** START **

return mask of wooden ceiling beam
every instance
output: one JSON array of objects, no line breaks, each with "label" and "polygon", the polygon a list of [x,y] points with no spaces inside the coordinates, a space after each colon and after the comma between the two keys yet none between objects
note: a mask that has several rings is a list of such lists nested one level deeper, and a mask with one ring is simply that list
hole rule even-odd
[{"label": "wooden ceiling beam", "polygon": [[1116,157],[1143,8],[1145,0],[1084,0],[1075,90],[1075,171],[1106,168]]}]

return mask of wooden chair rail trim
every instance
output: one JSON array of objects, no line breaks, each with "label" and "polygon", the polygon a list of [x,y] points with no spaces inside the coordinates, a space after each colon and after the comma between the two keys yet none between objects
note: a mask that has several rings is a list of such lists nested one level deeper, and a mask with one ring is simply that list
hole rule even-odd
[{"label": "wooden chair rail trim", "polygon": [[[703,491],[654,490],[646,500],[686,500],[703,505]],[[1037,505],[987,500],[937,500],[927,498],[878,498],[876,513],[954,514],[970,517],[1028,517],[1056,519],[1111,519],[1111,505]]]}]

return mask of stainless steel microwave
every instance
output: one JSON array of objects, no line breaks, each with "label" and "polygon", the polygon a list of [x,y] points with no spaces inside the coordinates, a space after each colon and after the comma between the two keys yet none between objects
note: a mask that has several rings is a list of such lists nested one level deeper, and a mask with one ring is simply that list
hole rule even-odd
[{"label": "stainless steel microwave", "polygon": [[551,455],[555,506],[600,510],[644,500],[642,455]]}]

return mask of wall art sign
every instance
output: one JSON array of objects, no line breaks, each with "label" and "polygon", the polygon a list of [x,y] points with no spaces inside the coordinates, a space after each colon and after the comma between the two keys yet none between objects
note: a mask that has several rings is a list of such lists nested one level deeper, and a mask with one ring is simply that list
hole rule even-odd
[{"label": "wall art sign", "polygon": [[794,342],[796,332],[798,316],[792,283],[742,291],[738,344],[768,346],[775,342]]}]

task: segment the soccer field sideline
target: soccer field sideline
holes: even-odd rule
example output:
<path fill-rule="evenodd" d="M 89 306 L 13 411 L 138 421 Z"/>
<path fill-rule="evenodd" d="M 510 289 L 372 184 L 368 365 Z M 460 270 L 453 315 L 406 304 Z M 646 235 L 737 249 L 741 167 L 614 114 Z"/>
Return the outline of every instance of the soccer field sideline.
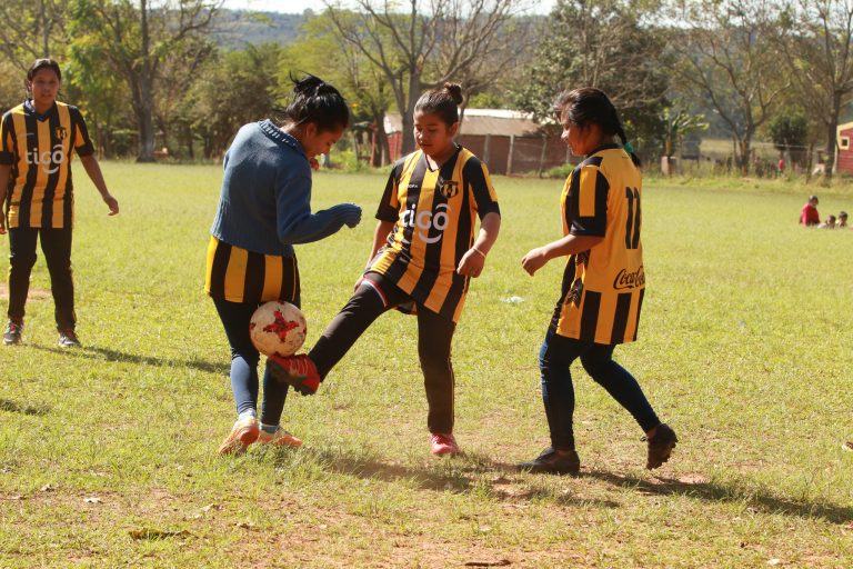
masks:
<path fill-rule="evenodd" d="M 796 226 L 813 188 L 646 182 L 649 289 L 615 357 L 682 442 L 649 475 L 642 433 L 578 367 L 584 476 L 562 479 L 506 468 L 546 446 L 536 351 L 562 267 L 519 261 L 559 236 L 561 181 L 495 178 L 501 237 L 454 341 L 465 457 L 428 456 L 414 322 L 387 315 L 315 397 L 289 398 L 303 449 L 223 460 L 228 351 L 201 290 L 221 169 L 103 169 L 114 219 L 78 176 L 83 349 L 54 348 L 48 297 L 0 350 L 0 567 L 853 565 L 853 231 Z M 309 346 L 363 268 L 384 181 L 317 177 L 317 208 L 364 217 L 298 247 Z M 824 217 L 853 207 L 820 194 Z"/>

** END **

» PROBLEM: Identify every line of the records that contains the string "evenodd", and copy each of those lines in full.

» EXERCISE ANSWER:
<path fill-rule="evenodd" d="M 89 306 L 13 411 L 138 421 Z"/>
<path fill-rule="evenodd" d="M 510 289 L 372 184 L 368 365 Z M 460 270 L 453 315 L 406 304 Z M 646 235 L 737 249 L 741 167 L 614 114 Z"/>
<path fill-rule="evenodd" d="M 796 226 L 813 188 L 646 182 L 649 289 L 615 357 L 682 442 L 649 475 L 642 433 L 578 367 L 584 476 L 562 479 L 506 468 L 546 446 L 536 351 L 562 267 L 519 261 L 559 236 L 561 181 L 495 178 L 501 237 L 454 341 L 465 457 L 428 456 L 414 322 L 387 315 L 315 397 L 289 398 L 303 449 L 223 460 L 228 351 L 201 290 L 221 169 L 103 169 L 114 219 L 78 176 L 83 349 L 54 348 L 48 297 L 0 350 L 0 567 L 853 565 L 853 231 Z M 309 346 L 363 268 L 384 181 L 317 177 L 317 208 L 364 217 L 298 247 Z M 824 217 L 853 207 L 820 194 Z"/>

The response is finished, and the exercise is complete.